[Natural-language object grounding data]
.....
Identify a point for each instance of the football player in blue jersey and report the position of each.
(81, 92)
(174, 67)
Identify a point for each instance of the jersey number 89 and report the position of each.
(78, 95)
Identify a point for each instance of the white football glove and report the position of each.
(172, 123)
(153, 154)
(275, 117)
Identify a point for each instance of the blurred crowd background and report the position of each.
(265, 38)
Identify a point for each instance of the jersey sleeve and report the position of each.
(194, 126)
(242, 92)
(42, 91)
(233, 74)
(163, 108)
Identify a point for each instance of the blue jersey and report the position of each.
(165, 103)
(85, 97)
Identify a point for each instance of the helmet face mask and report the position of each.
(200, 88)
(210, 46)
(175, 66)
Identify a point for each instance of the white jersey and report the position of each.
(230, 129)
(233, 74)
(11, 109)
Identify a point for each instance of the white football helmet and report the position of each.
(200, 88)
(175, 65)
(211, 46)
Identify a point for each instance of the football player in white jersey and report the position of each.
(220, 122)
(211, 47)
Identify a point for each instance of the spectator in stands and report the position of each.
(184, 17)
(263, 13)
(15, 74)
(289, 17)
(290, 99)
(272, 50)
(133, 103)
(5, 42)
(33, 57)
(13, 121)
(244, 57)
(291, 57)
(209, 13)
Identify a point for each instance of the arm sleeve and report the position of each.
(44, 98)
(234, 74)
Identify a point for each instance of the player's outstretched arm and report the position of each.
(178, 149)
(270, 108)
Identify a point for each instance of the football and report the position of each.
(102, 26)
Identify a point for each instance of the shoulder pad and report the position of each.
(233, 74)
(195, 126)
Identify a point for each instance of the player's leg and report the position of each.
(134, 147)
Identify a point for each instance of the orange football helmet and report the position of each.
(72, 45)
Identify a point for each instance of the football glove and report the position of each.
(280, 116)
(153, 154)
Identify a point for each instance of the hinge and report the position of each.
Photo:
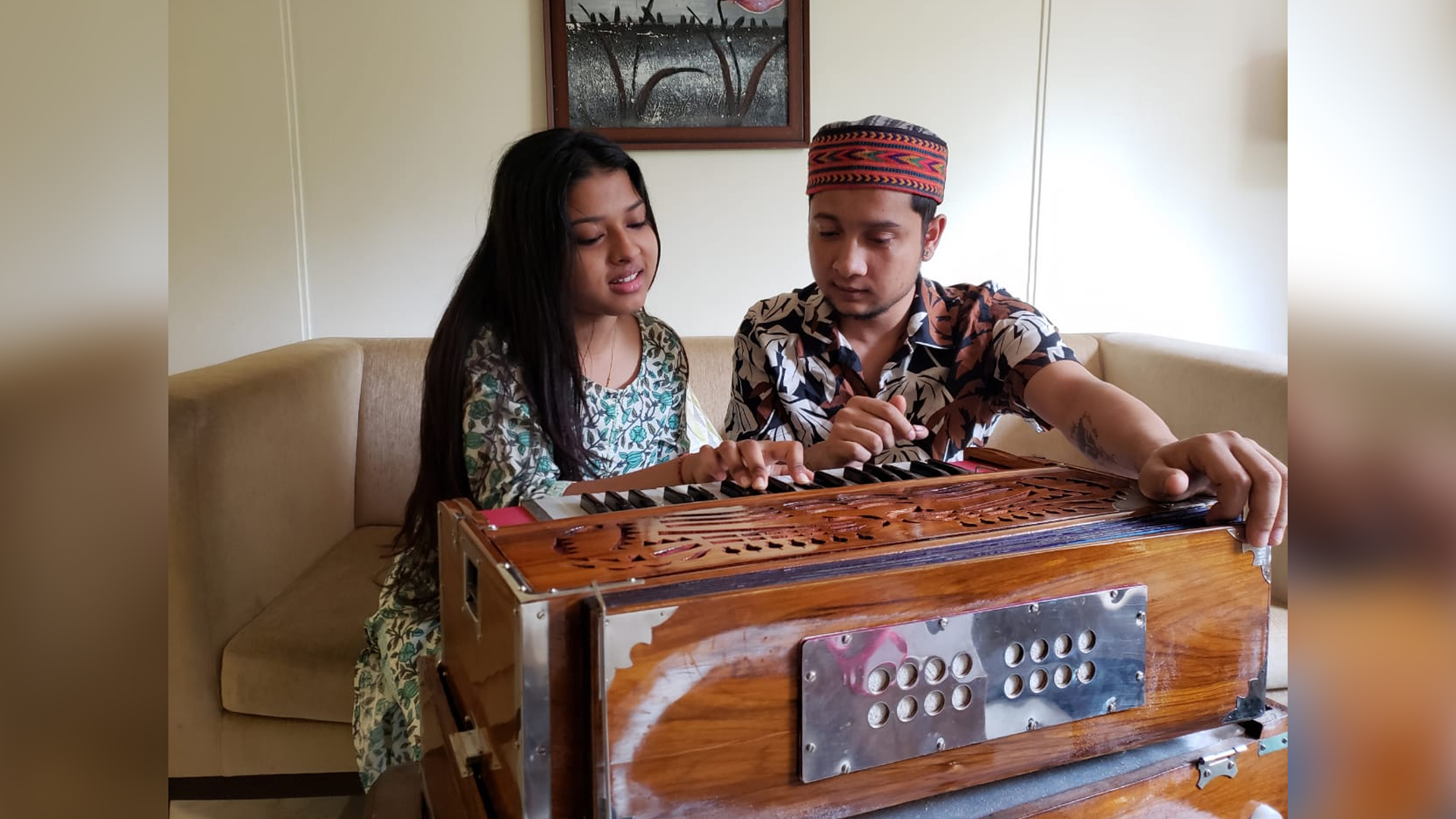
(1218, 765)
(472, 745)
(1263, 557)
(1273, 744)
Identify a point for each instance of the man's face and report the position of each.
(865, 248)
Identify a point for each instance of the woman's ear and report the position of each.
(932, 237)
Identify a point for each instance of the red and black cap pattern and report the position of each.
(878, 153)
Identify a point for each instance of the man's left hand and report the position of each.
(1237, 469)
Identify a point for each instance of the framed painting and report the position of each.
(680, 74)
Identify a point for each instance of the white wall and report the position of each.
(82, 167)
(1164, 196)
(402, 112)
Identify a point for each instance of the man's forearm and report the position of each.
(1112, 428)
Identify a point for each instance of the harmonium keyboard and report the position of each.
(883, 635)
.....
Each record above is to be restated exactly, with its pictures removed from the copy.

Identify a point for each instance of the football player in blue jersey and report the position of each.
(81, 92)
(174, 67)
Identify a point for each instance of the jersey number 89 and report the position of each.
(78, 95)
Identify a point for each instance of the white football glove and report the position of each.
(172, 123)
(153, 154)
(275, 117)
Identify a point for each instance of the blurred crowd background and report the position of each.
(265, 38)
Identify a point for each instance of the jersey sleeve and report the position of each.
(194, 126)
(242, 92)
(42, 91)
(233, 74)
(163, 108)
Identify a point for each instance of the blue jersey and report the position of each.
(165, 103)
(85, 97)
Identify a point for each instance of the helmet face mask and report the position of each.
(200, 88)
(210, 46)
(175, 66)
Identify a point for each instance of the white jersey and report the position of each.
(230, 129)
(233, 74)
(11, 109)
Identify a point for each instance of the white football helmet and report the position of each.
(200, 88)
(175, 65)
(211, 46)
Identify a point for each instance of the football player in white jersey and report the position of each.
(220, 122)
(211, 47)
Identify a point for each instance of the spectator in stands and report the position of each.
(184, 17)
(263, 13)
(15, 74)
(289, 17)
(290, 99)
(272, 50)
(133, 103)
(5, 42)
(33, 57)
(13, 121)
(244, 57)
(291, 57)
(209, 13)
Identify a point for each instance of the arm sleeve and report the position of each.
(44, 98)
(234, 74)
Identify a point for each instance of the player's outstretched arm and report the position of each.
(178, 149)
(270, 108)
Identify a point for each instance of the football and report the position of each.
(102, 26)
Identify a point for each instance of the shoulder pad and report the position of each.
(233, 74)
(195, 126)
Identify a point for each instance of the player's leg and report the position of each.
(134, 147)
Identify a point for each instance of the orange football helmet and report the position of each.
(72, 45)
Identify a point for each instance of the football glove and report the position of each.
(280, 116)
(153, 154)
Identify a point for each instance of the hinge and report the position of each.
Photo:
(1218, 765)
(472, 745)
(1263, 557)
(1273, 744)
Identify a point for each instance of the man's face and report the position of each.
(865, 248)
Identify a point for each instance of the woman's ear and report the position of each.
(932, 237)
Identify a point for each instance of the red and black cap pattern and report the position of each.
(878, 153)
Identify a point for each instance of the man's left hand and report the position of each.
(1237, 469)
Identify a point for each instance of the framed painting and report the position of each.
(680, 74)
Identify a point for each instance of the white wall and report the position of each.
(82, 167)
(1164, 196)
(402, 112)
Identify a point for each instance of the man's forearm and report the position of each.
(1112, 428)
Identify a point for each instance of the harmonium keyboard and report the position of each.
(883, 635)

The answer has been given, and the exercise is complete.